* _TEXTAUSZUG_:
━━━━

Triangle of Empathy – zur Bedeutung Künstlicher Empathie im beruflichen Kontext
Die Entwicklung Künstlicher Empathie (KE) nimmt in den letzten Jahren rasant Fahrt auf. Maschinen lernen, menschliche Emotionen zu erkennen und darauf zu reagieren. Doch wie „echt“ kann diese Empathie sein? Und welchen Einfluss hat sie auf die Mensch-Maschine-Interaktion – insbesondere im beruflichen Kontext? Diese Ergänzung zur Künstlichen Intelligenz (KI) erweitert Interaktion um eine zentrale Kompetenz: Informationen, die über den Sachinhalt hinausgehen, zu interpretieren und angemessen darauf zu reagieren. Ob und wie das Konstrukt Empathie so weit operationalisiert werden kann, um ein artifizielles Abbild des menschlichen Einfühlungsvermögens zu entwickeln, bleibt abzuwarten und kann von uns auch nicht letztgültig eingeschätzt werden. Wir haben uns daher weniger mit der technischen Umsetzung von KE beschäftigt, sondern sind der Frage des eigentlichen Mehrwerts empathischen Handelns im beruflichen Kontext nachgegangen und inwiefern KE hier Einfluss haben kann.
In Bereichen wie Krisenintervention, Psychotherapie oder Pflege ist Empathie essenziell. Fachkräfte müssen über Fähigkeiten und ein Repertoire an Methoden verfügen, um schwingungsfähig zu sein und gewünschte Reaktionen beim Gegenüber zu ermöglichen. Die Gesprächsinhalte sind in solchen Situationen gegebenenfalls unvollständig, mehrdeutig oder sogar unverständlich. Dies steigert die Bedeutsamkeit non- und paraverbaler Kommunikation erheblich, damit das Gegenüber ausreichend Vertrauen entwickeln und eine zielführende Kommunikation gestalten kann. Gleichzeitig muss eine Distanzierungsfähigkeit bewahrt bleiben, um aktiv handlungsfähig zu bleiben.

━━━━

* _DATENLISTE_:
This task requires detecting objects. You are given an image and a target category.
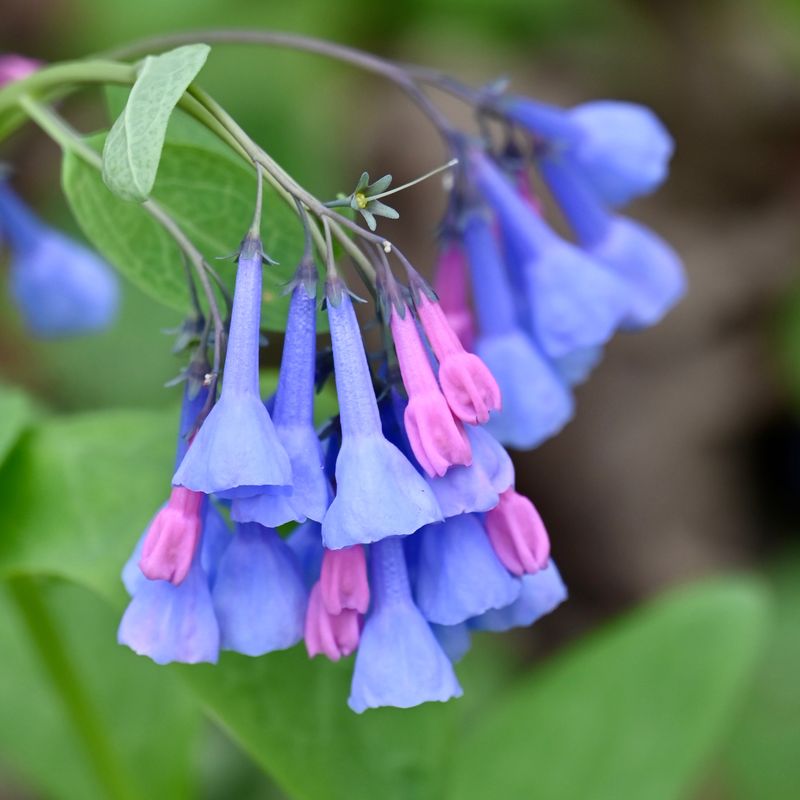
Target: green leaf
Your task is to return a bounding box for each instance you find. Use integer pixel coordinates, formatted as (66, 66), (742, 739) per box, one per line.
(0, 385), (34, 464)
(724, 550), (800, 800)
(446, 579), (765, 800)
(0, 581), (202, 800)
(62, 135), (306, 330)
(103, 44), (210, 202)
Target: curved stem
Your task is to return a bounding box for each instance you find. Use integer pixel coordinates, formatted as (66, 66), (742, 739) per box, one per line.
(7, 577), (138, 800)
(105, 28), (454, 141)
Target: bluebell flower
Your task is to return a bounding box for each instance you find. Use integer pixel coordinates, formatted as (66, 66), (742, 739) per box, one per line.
(431, 622), (472, 664)
(0, 179), (119, 338)
(503, 98), (675, 206)
(347, 537), (462, 713)
(231, 278), (331, 528)
(212, 522), (308, 656)
(464, 208), (573, 448)
(469, 559), (567, 632)
(117, 555), (220, 664)
(539, 157), (686, 330)
(172, 235), (292, 499)
(471, 153), (630, 360)
(322, 285), (442, 550)
(414, 514), (521, 625)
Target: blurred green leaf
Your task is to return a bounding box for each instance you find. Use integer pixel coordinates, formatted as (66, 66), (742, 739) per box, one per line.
(62, 134), (303, 330)
(103, 44), (210, 202)
(725, 551), (800, 800)
(446, 579), (766, 800)
(0, 384), (34, 464)
(0, 581), (201, 800)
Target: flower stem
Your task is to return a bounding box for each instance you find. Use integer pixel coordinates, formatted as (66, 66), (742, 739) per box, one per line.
(7, 577), (138, 800)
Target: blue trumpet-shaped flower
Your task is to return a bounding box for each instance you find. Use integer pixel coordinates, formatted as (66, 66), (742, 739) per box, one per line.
(348, 537), (462, 713)
(464, 214), (573, 448)
(469, 559), (567, 632)
(539, 157), (686, 330)
(504, 98), (675, 206)
(0, 180), (119, 338)
(414, 514), (521, 625)
(172, 235), (292, 499)
(117, 554), (219, 664)
(322, 286), (442, 550)
(212, 522), (308, 656)
(471, 153), (630, 359)
(231, 278), (331, 527)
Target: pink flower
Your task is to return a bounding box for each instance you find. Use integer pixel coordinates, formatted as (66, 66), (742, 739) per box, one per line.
(0, 53), (42, 87)
(417, 295), (502, 425)
(139, 486), (205, 586)
(391, 308), (472, 477)
(319, 544), (369, 616)
(433, 244), (475, 350)
(305, 582), (361, 661)
(485, 489), (550, 575)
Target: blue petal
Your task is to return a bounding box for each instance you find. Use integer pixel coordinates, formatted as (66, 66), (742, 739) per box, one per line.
(286, 520), (324, 589)
(431, 622), (472, 664)
(172, 392), (292, 498)
(469, 560), (567, 632)
(587, 217), (686, 330)
(414, 514), (521, 625)
(475, 330), (573, 450)
(568, 101), (674, 206)
(347, 602), (462, 714)
(117, 560), (219, 664)
(212, 523), (307, 656)
(322, 435), (442, 550)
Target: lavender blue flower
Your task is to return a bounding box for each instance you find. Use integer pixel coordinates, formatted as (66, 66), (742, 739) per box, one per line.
(464, 213), (573, 448)
(212, 522), (308, 656)
(117, 556), (219, 664)
(231, 278), (331, 528)
(322, 286), (442, 550)
(469, 559), (567, 632)
(503, 97), (674, 206)
(0, 180), (119, 338)
(414, 514), (521, 625)
(347, 537), (462, 713)
(172, 236), (292, 499)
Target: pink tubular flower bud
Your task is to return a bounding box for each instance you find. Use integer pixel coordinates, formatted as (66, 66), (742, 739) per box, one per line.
(485, 489), (550, 575)
(433, 244), (475, 350)
(319, 544), (369, 616)
(139, 486), (205, 586)
(305, 582), (361, 661)
(391, 308), (472, 477)
(417, 295), (501, 425)
(0, 53), (42, 87)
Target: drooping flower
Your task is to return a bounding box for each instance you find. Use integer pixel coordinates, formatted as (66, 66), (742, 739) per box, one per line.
(464, 208), (573, 448)
(503, 97), (674, 206)
(172, 228), (292, 499)
(391, 300), (472, 476)
(0, 179), (119, 338)
(486, 489), (550, 575)
(319, 544), (369, 615)
(305, 583), (360, 661)
(470, 152), (630, 358)
(414, 512), (520, 625)
(322, 283), (442, 550)
(231, 263), (331, 527)
(539, 157), (686, 330)
(347, 537), (462, 713)
(212, 522), (307, 656)
(417, 293), (501, 425)
(433, 241), (475, 350)
(476, 559), (567, 633)
(117, 555), (219, 664)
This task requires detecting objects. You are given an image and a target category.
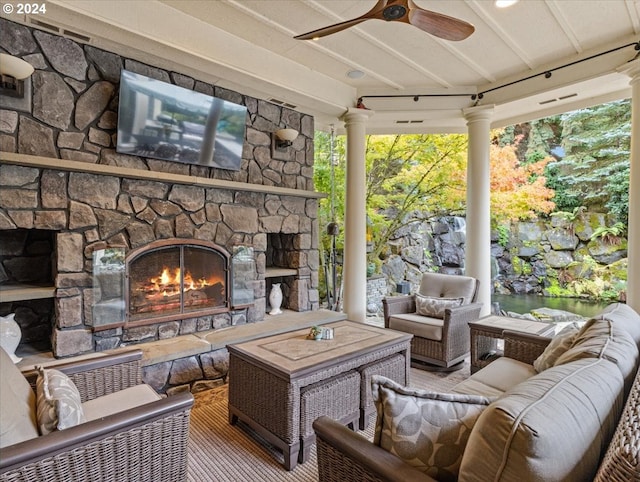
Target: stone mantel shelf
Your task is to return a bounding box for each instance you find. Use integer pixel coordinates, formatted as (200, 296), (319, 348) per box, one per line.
(0, 284), (56, 303)
(0, 151), (327, 199)
(264, 267), (298, 278)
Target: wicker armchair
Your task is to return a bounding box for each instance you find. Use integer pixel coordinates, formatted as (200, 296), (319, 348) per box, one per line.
(0, 350), (193, 482)
(382, 273), (482, 370)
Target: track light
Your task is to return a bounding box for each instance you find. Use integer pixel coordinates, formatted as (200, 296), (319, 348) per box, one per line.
(271, 128), (298, 156)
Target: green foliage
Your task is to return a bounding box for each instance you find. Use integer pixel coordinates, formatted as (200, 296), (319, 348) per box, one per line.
(314, 133), (467, 263)
(549, 99), (631, 223)
(497, 224), (511, 248)
(551, 206), (587, 223)
(590, 221), (626, 244)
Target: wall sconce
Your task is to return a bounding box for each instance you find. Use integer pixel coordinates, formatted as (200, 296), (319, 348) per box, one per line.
(271, 129), (298, 152)
(0, 54), (33, 98)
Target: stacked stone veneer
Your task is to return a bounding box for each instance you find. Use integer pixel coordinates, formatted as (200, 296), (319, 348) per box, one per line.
(0, 19), (319, 357)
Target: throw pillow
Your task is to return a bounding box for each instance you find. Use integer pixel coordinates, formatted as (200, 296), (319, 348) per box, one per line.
(36, 367), (85, 435)
(533, 324), (580, 373)
(371, 375), (493, 481)
(416, 293), (462, 318)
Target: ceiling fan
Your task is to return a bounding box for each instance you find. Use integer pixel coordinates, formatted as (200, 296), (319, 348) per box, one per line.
(294, 0), (475, 40)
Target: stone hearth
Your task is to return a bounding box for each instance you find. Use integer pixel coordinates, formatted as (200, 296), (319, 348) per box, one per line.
(0, 19), (322, 357)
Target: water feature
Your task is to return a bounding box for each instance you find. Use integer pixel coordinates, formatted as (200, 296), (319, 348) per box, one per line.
(491, 294), (609, 318)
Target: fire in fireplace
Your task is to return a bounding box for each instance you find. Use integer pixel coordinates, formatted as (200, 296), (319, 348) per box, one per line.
(126, 239), (230, 324)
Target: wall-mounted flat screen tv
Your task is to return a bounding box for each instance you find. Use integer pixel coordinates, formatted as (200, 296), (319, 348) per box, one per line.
(116, 70), (247, 171)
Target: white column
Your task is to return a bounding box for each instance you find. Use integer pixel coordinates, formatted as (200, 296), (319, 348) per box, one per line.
(342, 108), (373, 322)
(463, 105), (493, 316)
(618, 59), (640, 313)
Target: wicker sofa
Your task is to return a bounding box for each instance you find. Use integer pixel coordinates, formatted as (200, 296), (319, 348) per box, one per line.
(0, 349), (193, 482)
(314, 304), (640, 482)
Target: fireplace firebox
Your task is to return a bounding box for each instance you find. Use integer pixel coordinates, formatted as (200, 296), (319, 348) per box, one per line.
(125, 239), (230, 326)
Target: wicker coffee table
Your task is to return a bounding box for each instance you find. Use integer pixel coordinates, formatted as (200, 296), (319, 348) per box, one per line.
(469, 315), (555, 373)
(227, 321), (411, 470)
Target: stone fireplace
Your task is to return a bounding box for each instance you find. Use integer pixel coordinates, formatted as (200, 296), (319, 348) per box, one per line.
(124, 239), (231, 326)
(0, 19), (322, 357)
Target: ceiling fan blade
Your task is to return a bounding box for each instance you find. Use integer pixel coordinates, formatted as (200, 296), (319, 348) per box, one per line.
(293, 17), (369, 40)
(293, 0), (389, 40)
(409, 1), (475, 41)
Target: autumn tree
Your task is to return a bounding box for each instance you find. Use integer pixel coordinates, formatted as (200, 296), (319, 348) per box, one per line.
(489, 132), (555, 225)
(315, 132), (554, 268)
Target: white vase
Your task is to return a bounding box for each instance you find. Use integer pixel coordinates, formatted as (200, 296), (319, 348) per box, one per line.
(0, 313), (22, 363)
(269, 283), (282, 315)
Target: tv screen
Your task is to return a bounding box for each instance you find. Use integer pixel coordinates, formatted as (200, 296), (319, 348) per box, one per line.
(116, 70), (247, 171)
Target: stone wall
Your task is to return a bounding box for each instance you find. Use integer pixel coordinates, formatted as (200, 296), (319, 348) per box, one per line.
(382, 213), (627, 299)
(0, 19), (319, 356)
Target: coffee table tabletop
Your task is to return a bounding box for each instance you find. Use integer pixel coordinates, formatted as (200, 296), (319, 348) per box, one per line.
(227, 320), (412, 380)
(227, 321), (413, 470)
(469, 315), (556, 373)
(469, 315), (556, 336)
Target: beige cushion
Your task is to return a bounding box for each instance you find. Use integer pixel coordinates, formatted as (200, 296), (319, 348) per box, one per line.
(596, 303), (640, 347)
(0, 348), (38, 447)
(389, 313), (444, 341)
(416, 293), (462, 318)
(533, 324), (579, 372)
(452, 357), (537, 397)
(418, 273), (476, 305)
(82, 383), (162, 422)
(555, 318), (638, 390)
(595, 370), (640, 482)
(460, 358), (623, 482)
(36, 367), (85, 435)
(371, 375), (491, 481)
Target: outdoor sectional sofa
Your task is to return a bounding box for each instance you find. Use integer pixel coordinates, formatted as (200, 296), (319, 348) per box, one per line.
(314, 303), (640, 482)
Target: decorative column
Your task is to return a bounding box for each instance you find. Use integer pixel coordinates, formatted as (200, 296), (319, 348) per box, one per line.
(342, 108), (374, 323)
(618, 59), (640, 313)
(462, 105), (493, 316)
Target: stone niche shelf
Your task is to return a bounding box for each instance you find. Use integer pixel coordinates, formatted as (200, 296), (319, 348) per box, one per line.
(0, 151), (327, 199)
(0, 284), (56, 303)
(264, 267), (298, 278)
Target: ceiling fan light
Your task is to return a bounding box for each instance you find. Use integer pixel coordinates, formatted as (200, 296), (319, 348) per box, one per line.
(495, 0), (518, 8)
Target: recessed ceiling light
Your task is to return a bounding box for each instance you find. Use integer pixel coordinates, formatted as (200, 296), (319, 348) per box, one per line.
(347, 70), (364, 79)
(495, 0), (518, 8)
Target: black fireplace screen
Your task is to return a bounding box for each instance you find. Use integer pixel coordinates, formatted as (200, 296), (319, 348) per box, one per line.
(127, 240), (229, 321)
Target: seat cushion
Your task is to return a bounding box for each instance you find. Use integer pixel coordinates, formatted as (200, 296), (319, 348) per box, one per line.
(595, 370), (640, 482)
(452, 357), (537, 397)
(0, 348), (39, 447)
(555, 318), (638, 389)
(389, 313), (444, 341)
(82, 383), (162, 422)
(596, 303), (640, 347)
(371, 375), (491, 481)
(460, 358), (624, 482)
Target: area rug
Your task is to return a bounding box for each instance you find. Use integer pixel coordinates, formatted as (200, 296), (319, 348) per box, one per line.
(188, 362), (469, 482)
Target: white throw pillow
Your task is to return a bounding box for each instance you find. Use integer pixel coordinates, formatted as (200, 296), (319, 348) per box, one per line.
(533, 324), (580, 373)
(36, 367), (85, 435)
(416, 293), (463, 318)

━━━━

* _AUFGABENSTELLUNG_: Bearbeite bitte den Abschnitt des Textauszugs von „In Bereichen wie“ bis einschließlich „handlungsfähig zu bleiben.“ und gib ihn wieder, wobei „Psychotherapie“ durch „Beratung“ ersetzt wird. Das Material stammt aus einer anderen Quelle.

* _VOLLSTÄNDIGE ANTWORT_:
In Bereichen wie Krisenintervention, Beratung oder Pflege ist Empathie essenziell. Fachkräfte müssen über Fähigkeiten und ein Repertoire an Methoden verfügen, um schwingungsfähig zu sein und gewünschte Reaktionen beim Gegenüber zu ermöglichen. Die Gesprächsinhalte sind in solchen Situationen gegebenenfalls unvollständig, mehrdeutig oder sogar unverständlich. Dies steigert die Bedeutsamkeit non- und paraverbaler Kommunikation erheblich, damit das Gegenüber ausreichend Vertrauen entwickeln und eine zielführende Kommunikation gestalten kann. Gleichzeitig muss eine Distanzierungsfähigkeit bewahrt bleiben, um aktiv handlungsfähig zu bleiben.